READING PASSAGE
Then I started sanding the tops, but I accidentally sanded through the overlay and right through to the press board - so there went the "raw wood" plan.
*Note: if you have any kind of veneer you are sanding down, be careful not to go nuts on it or you will sand right through it. My mistake was using 80 grit sandpaper on them and not paying attention!*
So next, I grabbed my Weathered Gray Water Based Wood Stain. You can apply WBWS over an existing finish, so the centers of these were not raw. I thought it would cover enough, but when dry - the centers of the tables were still orange.
Mistake #2, as I was staining the tops with gray, I thought it may be a pretty "glaze" over the paint - NOPE. It just looked dirty. Boo.
So back to square one with the design plan.
If you aren't flexible when being creative, you will break.
I was really loving the white on these tables - the chunky turned legs make them look so farmhouse-y to me. So instead of repainting my layered finish, I decided to make them completely white.
This was all from a little sample can (8 oz) of Dixie Belle Chalk Paint. It was given to me at a conference last year and I just never used it. Impressively, the little can covered the bases of both of these tables, twice.
This is a true chalk mineral paint, with a very chalky finish when it dries. It's nice and thick though and covers very well. It has more texture to it than General Finishes Milk Paint, which is what I almost always use. It was a fun paint to play with. The color is "drop cloth" and it's a gorgeous warm white.
Back to the tops. I added a layer of Walnut stain and painted the centers with a layer of Driftwood Milk Paint to get them all the same color gray. After a second layer of Walnut stain, they were starting to come together.
I have a full tutorial on my faux barn wood finish for you here. You can take anything from a piece of raw wood, to a piece of furniture that already had a finish on it and make it look like gray or brown barn wood with my technique. And it's easy! I promise.
After adding some layers I was getting some really nice looking texture. This is all on a smooth wood surface, but you can use your brushes to get this layered, texture for an authentic look!
Over top of both the barn wood top and the chalk mineral paint base I decided to use Flat Out Flat Top Coat. This is my choice over any chalk painted surface. It goes on easily with a brush, and keeps the matte finish while smoothing out the chalk paint and sealing it all at the same time.
On a casual top like the barn wood finish I didn't want it to be shiny, but needed the final layer of protection, so this worked well for that also!
Here they are all finished up with the knobs that got their own makeover in the last post.
Quite a difference from the yellow and orange they started as, don't you think?? I love how simple and clean the base is with this really interesting multi-layer top.
Here's a close up - you can see the layers of colors here. It really raises the bar on these tables and makes them so much more relevant!
Faux barn wood is the way to go!!
To find out more about my online video tutorial on the barn wood finish, click the button below!
I hope you love this makeover as much as I do. As much as I wanted to burn these tables in the middle of the process, I sure do love how they turned out!!
Push through on your next project - you've got this!

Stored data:
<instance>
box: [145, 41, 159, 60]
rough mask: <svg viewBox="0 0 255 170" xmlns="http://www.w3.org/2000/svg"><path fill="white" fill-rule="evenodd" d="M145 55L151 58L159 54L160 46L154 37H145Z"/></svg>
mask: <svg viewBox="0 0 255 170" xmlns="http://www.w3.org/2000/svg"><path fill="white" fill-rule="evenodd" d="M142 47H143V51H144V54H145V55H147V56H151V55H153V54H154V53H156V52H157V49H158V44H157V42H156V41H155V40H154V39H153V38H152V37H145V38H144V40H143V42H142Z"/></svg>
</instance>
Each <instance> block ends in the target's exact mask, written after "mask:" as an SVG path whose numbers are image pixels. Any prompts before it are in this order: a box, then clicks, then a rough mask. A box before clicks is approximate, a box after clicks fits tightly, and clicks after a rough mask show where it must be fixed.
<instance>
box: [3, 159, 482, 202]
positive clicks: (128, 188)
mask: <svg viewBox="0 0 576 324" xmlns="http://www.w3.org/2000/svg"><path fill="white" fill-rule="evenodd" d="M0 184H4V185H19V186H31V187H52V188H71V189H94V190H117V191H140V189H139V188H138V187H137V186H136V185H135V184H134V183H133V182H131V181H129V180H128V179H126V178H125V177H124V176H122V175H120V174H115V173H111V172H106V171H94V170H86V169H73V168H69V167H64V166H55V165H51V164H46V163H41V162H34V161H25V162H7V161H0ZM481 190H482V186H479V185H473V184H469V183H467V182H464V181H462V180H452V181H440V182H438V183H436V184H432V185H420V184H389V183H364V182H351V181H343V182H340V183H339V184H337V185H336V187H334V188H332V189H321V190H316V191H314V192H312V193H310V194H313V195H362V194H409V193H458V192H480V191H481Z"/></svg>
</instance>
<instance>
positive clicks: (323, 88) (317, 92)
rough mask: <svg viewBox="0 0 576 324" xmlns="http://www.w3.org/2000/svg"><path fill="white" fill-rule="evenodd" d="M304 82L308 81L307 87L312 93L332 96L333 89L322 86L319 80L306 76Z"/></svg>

REQUIREMENT A
Answer these questions about the table makeover post:
(i) What grit of sandpaper was used on the tops?
(ii) How large was the sample can of Dixie Belle Chalk Paint?
(iii) What is the name of the chalk paint color used on the bases?
REQUIREMENT B
List every paint, stain, or top coat product named in the table makeover post.
REQUIREMENT C
Decide whether each statement agrees with the table makeover post:
(i) The gray stain fully covered the orange centers of the tables.
(ii) The sample can of chalk paint covered the bases of both tables twice.
(iii) The top coat leaves a shiny finish.

YOUR SOLUTION A
(i) 80 grit
(ii) 8 oz
(iii) "drop cloth"

YOUR SOLUTION B
- Weathered Gray Water Based Wood Stain
- Dixie Belle Chalk Paint
- General Finishes Milk Paint
- Walnut stain
- Driftwood Milk Paint
- Flat Out Flat Top Coat

YOUR SOLUTION C
(i) No: "when dry - the centers of the tables were still orange."
(ii) Yes: "the little can covered the bases of both of these tables, twice."
(iii) No: "keeps the matte finish while smoothing out the chalk paint and sealing it all at the same time."